WRITTEN EXERCISE:
Put the following items into a numbered list, leaving out any blank lines.

Items from a data collection:
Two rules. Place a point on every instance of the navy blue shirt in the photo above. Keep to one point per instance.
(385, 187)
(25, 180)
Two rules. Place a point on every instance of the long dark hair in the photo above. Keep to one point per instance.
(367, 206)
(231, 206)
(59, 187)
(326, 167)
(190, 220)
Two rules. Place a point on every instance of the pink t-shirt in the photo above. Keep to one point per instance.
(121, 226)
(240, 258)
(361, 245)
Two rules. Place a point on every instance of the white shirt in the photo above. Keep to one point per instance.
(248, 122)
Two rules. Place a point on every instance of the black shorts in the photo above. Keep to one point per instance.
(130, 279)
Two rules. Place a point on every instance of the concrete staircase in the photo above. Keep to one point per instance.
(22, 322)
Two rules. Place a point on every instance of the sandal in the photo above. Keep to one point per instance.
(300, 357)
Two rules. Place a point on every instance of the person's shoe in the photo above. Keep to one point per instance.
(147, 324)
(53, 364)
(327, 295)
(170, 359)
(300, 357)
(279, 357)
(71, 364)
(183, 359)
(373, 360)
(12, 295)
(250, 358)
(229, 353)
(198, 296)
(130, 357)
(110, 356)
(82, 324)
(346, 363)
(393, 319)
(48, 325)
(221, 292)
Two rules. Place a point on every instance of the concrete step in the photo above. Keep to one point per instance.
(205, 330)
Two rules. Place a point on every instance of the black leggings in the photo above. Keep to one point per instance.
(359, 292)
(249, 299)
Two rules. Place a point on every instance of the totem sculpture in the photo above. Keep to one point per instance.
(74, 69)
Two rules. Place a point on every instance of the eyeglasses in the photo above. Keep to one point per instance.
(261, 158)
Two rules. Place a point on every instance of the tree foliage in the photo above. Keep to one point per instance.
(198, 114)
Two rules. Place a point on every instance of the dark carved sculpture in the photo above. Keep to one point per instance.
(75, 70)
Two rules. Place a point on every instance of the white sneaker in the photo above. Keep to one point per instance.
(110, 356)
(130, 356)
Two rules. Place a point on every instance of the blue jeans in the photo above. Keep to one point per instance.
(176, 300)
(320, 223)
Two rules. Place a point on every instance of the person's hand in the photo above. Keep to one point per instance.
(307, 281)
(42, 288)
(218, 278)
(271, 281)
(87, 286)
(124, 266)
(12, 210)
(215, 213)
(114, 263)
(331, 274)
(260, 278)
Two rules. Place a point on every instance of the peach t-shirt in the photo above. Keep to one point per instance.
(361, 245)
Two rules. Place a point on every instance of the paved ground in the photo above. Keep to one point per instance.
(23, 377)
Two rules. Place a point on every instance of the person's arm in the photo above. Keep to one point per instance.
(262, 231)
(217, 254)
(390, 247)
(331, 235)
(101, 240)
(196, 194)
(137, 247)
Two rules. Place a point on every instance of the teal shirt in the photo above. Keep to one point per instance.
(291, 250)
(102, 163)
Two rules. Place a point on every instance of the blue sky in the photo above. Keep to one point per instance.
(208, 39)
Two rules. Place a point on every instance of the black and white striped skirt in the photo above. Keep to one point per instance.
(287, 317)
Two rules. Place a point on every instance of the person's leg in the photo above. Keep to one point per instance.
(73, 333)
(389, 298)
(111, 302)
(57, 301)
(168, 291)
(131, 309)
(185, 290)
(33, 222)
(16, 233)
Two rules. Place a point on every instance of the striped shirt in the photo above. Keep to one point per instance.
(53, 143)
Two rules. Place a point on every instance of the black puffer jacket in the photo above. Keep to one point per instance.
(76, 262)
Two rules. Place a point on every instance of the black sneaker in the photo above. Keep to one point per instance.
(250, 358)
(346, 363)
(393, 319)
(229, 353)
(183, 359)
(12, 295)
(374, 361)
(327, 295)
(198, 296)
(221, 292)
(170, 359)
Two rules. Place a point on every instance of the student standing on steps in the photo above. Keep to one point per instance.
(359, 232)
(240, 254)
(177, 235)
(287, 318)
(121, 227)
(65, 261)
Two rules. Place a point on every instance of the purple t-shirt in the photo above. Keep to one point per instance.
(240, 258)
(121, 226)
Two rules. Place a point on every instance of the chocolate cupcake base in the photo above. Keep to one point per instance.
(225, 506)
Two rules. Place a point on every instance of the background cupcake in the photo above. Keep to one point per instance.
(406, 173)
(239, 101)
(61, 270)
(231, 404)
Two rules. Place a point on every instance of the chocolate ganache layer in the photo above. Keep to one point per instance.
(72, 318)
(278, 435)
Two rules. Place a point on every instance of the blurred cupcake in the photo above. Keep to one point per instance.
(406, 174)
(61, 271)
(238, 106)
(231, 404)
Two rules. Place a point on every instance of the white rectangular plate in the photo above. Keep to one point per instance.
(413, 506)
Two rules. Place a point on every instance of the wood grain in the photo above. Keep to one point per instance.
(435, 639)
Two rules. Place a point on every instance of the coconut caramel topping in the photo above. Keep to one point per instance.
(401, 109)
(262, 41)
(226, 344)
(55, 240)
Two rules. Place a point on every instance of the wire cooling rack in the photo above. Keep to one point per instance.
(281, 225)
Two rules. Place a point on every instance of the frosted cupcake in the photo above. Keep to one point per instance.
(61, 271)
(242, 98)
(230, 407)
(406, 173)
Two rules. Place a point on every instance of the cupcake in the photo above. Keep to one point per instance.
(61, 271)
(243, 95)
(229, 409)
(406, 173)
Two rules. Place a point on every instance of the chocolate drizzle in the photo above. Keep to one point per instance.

FINISHED ANSWER:
1. Two rules. Place a point on every instance of the navy blue shirt in the photo above. Keep to one point per instance.
2. (385, 187)
3. (25, 180)
4. Two rules. Place a point on every instance of the long dark hair in the photo above. Keep to one point per instance.
5. (367, 206)
6. (231, 206)
7. (59, 187)
8. (326, 167)
9. (190, 220)
10. Two rules. Place a point on every instance of the pink t-shirt in the photo above. Keep to one point per instance.
11. (121, 226)
12. (240, 258)
13. (361, 245)
14. Two rules. Place a point on every instance of the white shirt in the photo above. Keep to one point per instance.
15. (248, 122)
16. Two rules. Place a point on every instance of the black shorts in the photo above. Keep to one point per instance.
17. (130, 279)
18. Two rules. Place a point on every instance of the concrete staircase in the photo above. Keep to one point per instance.
19. (22, 322)
20. Two rules. Place a point on every instance of the sandal in the photo above. Keep to one point per instance.
21. (300, 357)
22. Two rules. Place a point on every instance of the person's shoe in the photo above. Keep to one point per instance.
23. (147, 324)
24. (53, 364)
25. (327, 295)
26. (170, 359)
27. (300, 357)
28. (279, 357)
29. (71, 364)
30. (183, 359)
31. (373, 360)
32. (12, 295)
33. (250, 358)
34. (229, 353)
35. (198, 296)
36. (130, 357)
37. (110, 356)
38. (82, 324)
39. (346, 363)
40. (393, 319)
41. (48, 325)
42. (221, 292)
43. Two rules. Place a point on every instance of the concrete step in the photo above. Keep to one point per instance.
44. (205, 330)
45. Two rules. Place a point on every instance of the black leggings in the photo above. Keep to one point per instance.
46. (359, 292)
47. (249, 299)
48. Two rules. Place a point on every instance of the totem sculpture in the photo above. Keep to one point per instance.
49. (74, 69)
50. Two rules. Place a point on every instance of the eyeglasses in the photo above. Keep to one point per instance.
51. (261, 158)
52. Two rules. Place a point on every instance of the tree foliage in the photo above. Keep to one point per instance.
53. (198, 114)
54. Two rules. Place a point on every instance of the dark carved sculpture in the photo above. Keep to one point per instance.
55. (75, 70)
56. Two rules. Place a point on every instance of the white sneaker in the photo above. Keep to one point per instance.
57. (110, 356)
58. (130, 356)
59. Two rules. Place a point on every instance of the blue jeans in the photo above. Keep to one point per instance.
60. (176, 300)
61. (320, 223)
62. Two rules. Place a point on every instance of the person's hand in the photo above. Keep to one point per instance.
63. (307, 281)
64. (42, 288)
65. (218, 278)
66. (271, 281)
67. (87, 286)
68. (124, 266)
69. (12, 210)
70. (215, 213)
71. (114, 263)
72. (331, 274)
73. (260, 278)
74. Two rules. Place a point on every instance of the peach t-shirt in the photo above. Keep to one point per instance.
75. (361, 245)
76. Two rules. Place a point on every instance of the paved ground in the photo above. Keep to one point per instance.
77. (23, 377)
78. Two rules. Place a point on every instance of the person's arm in the photo above. Keep to one point per instance.
79. (262, 231)
80. (217, 254)
81. (390, 247)
82. (331, 235)
83. (101, 240)
84. (196, 194)
85. (137, 247)
86. Two rules. Place a point on every instance of the teal shirt in the photo above. Keep to one point per instance.
87. (291, 250)
88. (102, 163)
89. Two rules. Place a point on every instance of the blue sky in the photo above. Keep to one point per instance.
90. (208, 39)
91. Two rules. Place a point on every instance of the black and white striped skirt in the photo above. Keep to one point per instance.
92. (287, 317)
93. Two rules. Place a point on every instance of the person's leg in the photo above. Keep to one point per instance.
94. (73, 333)
95. (389, 298)
96. (111, 302)
97. (57, 301)
98. (168, 291)
99. (131, 309)
100. (185, 290)
101. (33, 222)
102. (16, 233)
103. Two rules. Place a point on every instance of the striped shirt in the photo above. Keep to one point per instance.
104. (53, 143)
105. Two rules. Place a point on every instance of the black puffer jacket in the photo above. Keep to one point per instance.
106. (76, 262)
107. Two rules. Place a point on every instance of the black sneaker in the photo above. Keep to one point per instance.
108. (250, 358)
109. (346, 363)
110. (393, 319)
111. (229, 353)
112. (183, 359)
113. (12, 295)
114. (374, 361)
115. (327, 295)
116. (198, 296)
117. (221, 292)
118. (170, 359)
119. Two rules. Place a point on every instance of the student standing on steps in the photo above. Keep to one point per instance.
120. (359, 232)
121. (240, 254)
122. (177, 235)
123. (287, 318)
124. (121, 227)
125. (65, 261)
126. Two rules. Place a point on every instance of the purple t-shirt in the photo above. Keep to one point per instance.
127. (240, 258)
128. (121, 226)
129. Two rules. Place a point on every instance of the chocolate cupcake base in the photo above. Keep to one point per instance.
130. (225, 506)
131. Two rules. Place a point on every instance of the background cupcake in the photo above. Keep to one point per instance.
132. (406, 173)
133. (239, 101)
134. (61, 270)
135. (231, 404)
136. Two rules. Place a point on every instance of the chocolate ganache layer in the photo above. Keep to one point per instance.
137. (72, 318)
138. (278, 435)
139. Two rules. Place a point on every instance of the blurred cupcake in the photo above. Keep to one point per instance.
140. (406, 174)
141. (61, 271)
142. (238, 106)
143. (231, 404)
144. Two rules. Place a point on every instance of the white rectangular plate in the photo above. Keep to one point per instance.
145. (413, 506)
146. Two rules. Place a point on every instance of the wood grain in the photo above. Keep to one point per instance.
147. (435, 639)
148. Two rules. Place a point on every instance of the coconut caramel topping in the photo above. Keep to one point per instance.
149. (401, 109)
150. (262, 41)
151. (226, 344)
152. (55, 240)
153. Two rules. Place a point on every instance of the wire cooling rack in the photo above. Keep to one point per instance.
154. (281, 225)
155. Two rules. Place a point on every instance of the frosted cupcake in the photo above. Keep to one point per instance.
156. (61, 271)
157. (242, 98)
158. (230, 407)
159. (406, 173)
160. Two rules. Place a point on every instance of the cupcake in the photo above. Keep to one point per instance.
161. (61, 271)
162. (243, 95)
163. (229, 409)
164. (406, 173)
165. Two rules. Place a point on every instance of the chocolate drizzle in the photo above. Keep to one point per instance.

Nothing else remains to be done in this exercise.